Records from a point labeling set
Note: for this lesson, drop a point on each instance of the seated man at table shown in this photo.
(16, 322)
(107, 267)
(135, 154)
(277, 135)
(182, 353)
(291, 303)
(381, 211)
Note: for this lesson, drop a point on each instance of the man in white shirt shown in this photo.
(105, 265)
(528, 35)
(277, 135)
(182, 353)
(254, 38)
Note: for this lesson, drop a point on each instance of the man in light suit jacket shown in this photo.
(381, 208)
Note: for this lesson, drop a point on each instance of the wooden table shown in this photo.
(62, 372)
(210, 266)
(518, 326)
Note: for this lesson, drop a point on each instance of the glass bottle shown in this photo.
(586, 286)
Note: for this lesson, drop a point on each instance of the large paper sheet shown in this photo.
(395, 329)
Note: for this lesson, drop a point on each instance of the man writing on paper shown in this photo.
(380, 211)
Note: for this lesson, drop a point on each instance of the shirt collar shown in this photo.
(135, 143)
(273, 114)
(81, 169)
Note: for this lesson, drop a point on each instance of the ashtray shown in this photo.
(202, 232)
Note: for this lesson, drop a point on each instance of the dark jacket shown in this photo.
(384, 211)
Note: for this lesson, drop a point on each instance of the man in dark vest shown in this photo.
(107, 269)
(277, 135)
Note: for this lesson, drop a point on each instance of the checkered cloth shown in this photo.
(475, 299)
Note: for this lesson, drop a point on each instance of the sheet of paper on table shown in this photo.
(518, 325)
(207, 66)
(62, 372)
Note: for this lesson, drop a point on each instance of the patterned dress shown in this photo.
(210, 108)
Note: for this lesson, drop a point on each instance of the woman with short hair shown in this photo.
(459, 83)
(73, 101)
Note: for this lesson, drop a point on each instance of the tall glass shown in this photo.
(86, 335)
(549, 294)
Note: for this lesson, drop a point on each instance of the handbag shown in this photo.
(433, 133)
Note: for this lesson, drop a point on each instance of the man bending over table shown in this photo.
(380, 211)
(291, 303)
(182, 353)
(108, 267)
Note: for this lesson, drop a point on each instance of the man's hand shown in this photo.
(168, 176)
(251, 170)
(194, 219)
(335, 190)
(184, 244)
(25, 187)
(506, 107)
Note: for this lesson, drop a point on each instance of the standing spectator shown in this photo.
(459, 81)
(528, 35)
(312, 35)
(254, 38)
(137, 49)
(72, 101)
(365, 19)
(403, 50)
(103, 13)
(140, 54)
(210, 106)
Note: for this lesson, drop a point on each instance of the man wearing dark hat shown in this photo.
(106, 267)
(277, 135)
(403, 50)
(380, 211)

▶ Your goal: Return every entry exactly as given.

▶ Result below:
Note: for this lesson, drop a point on each instance of the seated man at table shown in this photo.
(16, 322)
(107, 267)
(135, 154)
(277, 135)
(182, 353)
(291, 303)
(381, 211)
Note: for this lesson, drop a point on each instance of the man in white shirt shown in this photo.
(105, 265)
(528, 35)
(277, 135)
(182, 353)
(254, 38)
Note: for this lesson, drop a point on each instance of the man in light suit jacket shown in this photo.
(381, 208)
Note: for this lesson, drop a point on each instance of the wooden table shown in this photo.
(62, 372)
(210, 266)
(518, 326)
Note: for this lesson, drop a point on each instance of the glass bottle shown in this photo.
(586, 286)
Note: for this lesson, drop a point on each instance of the large paper sheet shown in this photo.
(395, 329)
Note: for this lesson, drop a point on each instance of the man writing on paper shown in this photo.
(380, 211)
Note: for this lesson, drop a point on each instance of the shirt collar shown in this photo.
(135, 143)
(273, 114)
(81, 169)
Note: for this lesson, drop a point on each instance of the ashtray shown in this photo.
(202, 232)
Note: for this lesson, drop a point on each instance of the dark jacket shown in this photo.
(384, 211)
Note: for this lesson, drop a point on each instance of the man in dark vest shown in this photo.
(107, 269)
(277, 135)
Note: for this lesson, drop a point on each instance of the checkered cloth shown in this photo.
(475, 299)
Note: for this lesson, drop a point on each instance of the sheet of paper on table shown in this photo.
(518, 325)
(207, 66)
(62, 372)
Note: for this lesson, drop a point on each instance of the patterned dress shown in this photo.
(210, 108)
Note: for this lesson, drop a point on each instance of the woman with short hair shown in this photo.
(459, 83)
(73, 101)
Note: for this lesson, drop a point on each instance of the tall glass shown in this photo.
(86, 335)
(549, 294)
Note: for this lesson, drop a point on each instance of the handbag shown in this photo.
(433, 133)
Note: for this lesson, drop a point on each instance of the man bending over table shown in this photo.
(380, 211)
(291, 303)
(182, 353)
(108, 267)
Note: for this lesson, drop a point on each instance of the man's hand shown in this photo.
(168, 176)
(251, 170)
(194, 219)
(335, 190)
(184, 244)
(25, 187)
(506, 107)
Note: for this lesson, drop a point on each instance of the standing spectator shown in this photo.
(459, 81)
(528, 35)
(312, 35)
(254, 38)
(137, 49)
(72, 101)
(365, 19)
(403, 50)
(103, 13)
(140, 54)
(210, 106)
Note: for this lesson, drop a point on each instance of the man wearing dark hat shown in this photo.
(106, 267)
(277, 135)
(403, 50)
(380, 211)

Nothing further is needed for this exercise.